## Textabschnitt:

______

Den ersten Hinweis gab es bereits 1964: Zwei Geigerzähler an Bord einer suborbitalen Rakete, die von New Mexico aus abgefeuert wurde, registrierten eine starke Röntgenquelle in unserer Milchstraße. Acht Jahre später entdeckte der US-amerikanische Astronom Tom Bolton, dass diese Röntgenquelle um den Stern HDE 226868, einen sogenannten Blauen Riesen, kreist. Bolton schloss daraus, dass es sich bei Cygnus X-1 – so der Name der unsichtbaren Quelle – um ein schwarzes Loch handeln müsse. Diese Annahme wurde durch spätere Beobachtungen bestätigt. „Cygnus X-1 ist das erste Schwarze Loch, das in unserer Milchstraße entdeckt wurde“, erklärt Prof. Dr. Jörn Wilms, Astrophysiker der Universitätssternwarte der FAU.

______

## Erfasste Daten:
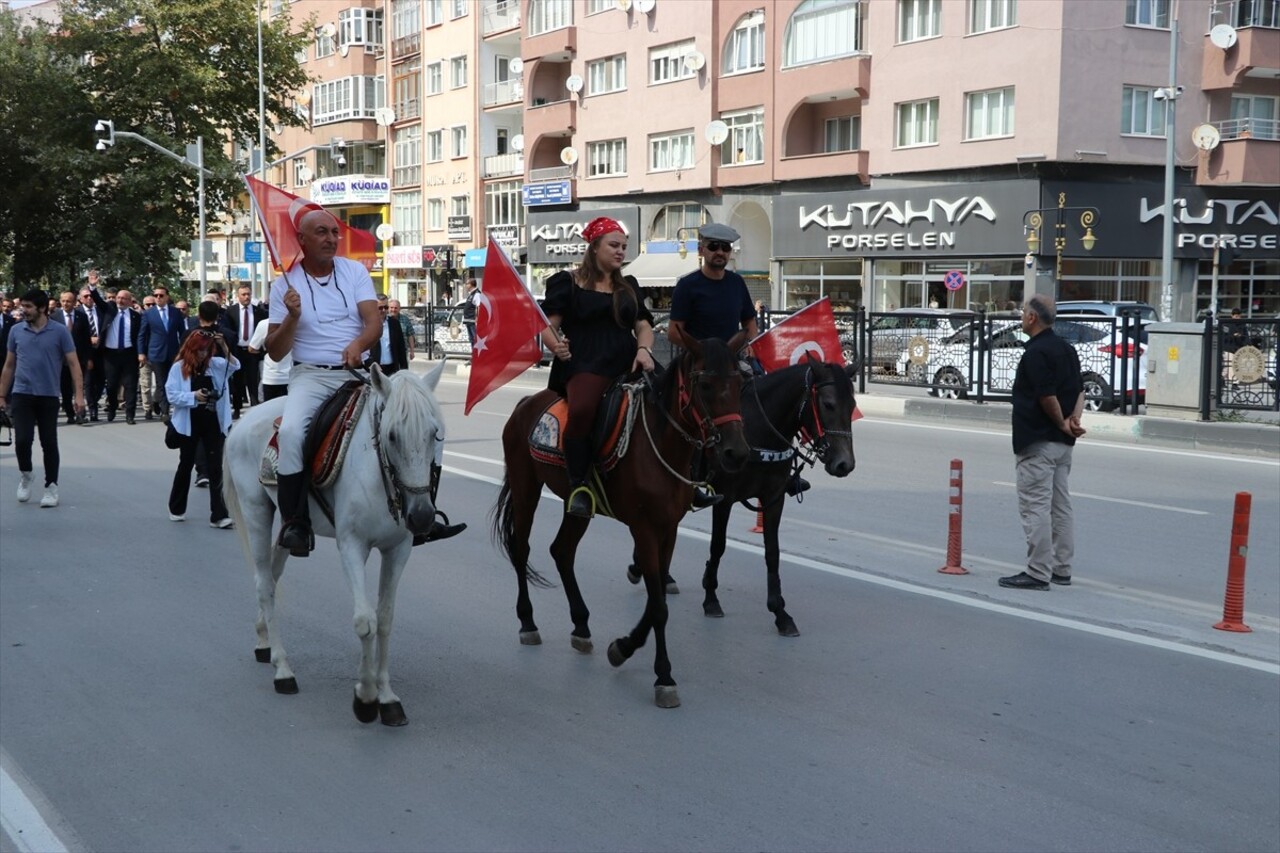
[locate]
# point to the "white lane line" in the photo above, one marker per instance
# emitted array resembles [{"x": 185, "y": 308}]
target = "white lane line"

______

Schreibe aus dem Text über Cygnus X-1 die Stelle zwischen „Den ersten Hinweis“ und „Universitätssternwarte der FAU.“ wortgetreu ab, beide Wortgruppen eingeschlossen. Stütze dich dabei allein auf den Text.

Den ersten Hinweis gab es bereits 1964: Zwei Geigerzähler an Bord einer suborbitalen Rakete, die von New Mexico aus abgefeuert wurde, registrierten eine starke Röntgenquelle in unserer Milchstraße. Acht Jahre später entdeckte der US-amerikanische Astronom Tom Bolton, dass diese Röntgenquelle um den Stern HDE 226868, einen sogenannten Blauen Riesen, kreist. Bolton schloss daraus, dass es sich bei Cygnus X-1 – so der Name der unsichtbaren Quelle – um ein schwarzes Loch handeln müsse. Diese Annahme wurde durch spätere Beobachtungen bestätigt. „Cygnus X-1 ist das erste Schwarze Loch, das in unserer Milchstraße entdeckt wurde“, erklärt Prof. Dr. Jörn Wilms, Astrophysiker der Universitätssternwarte der FAU.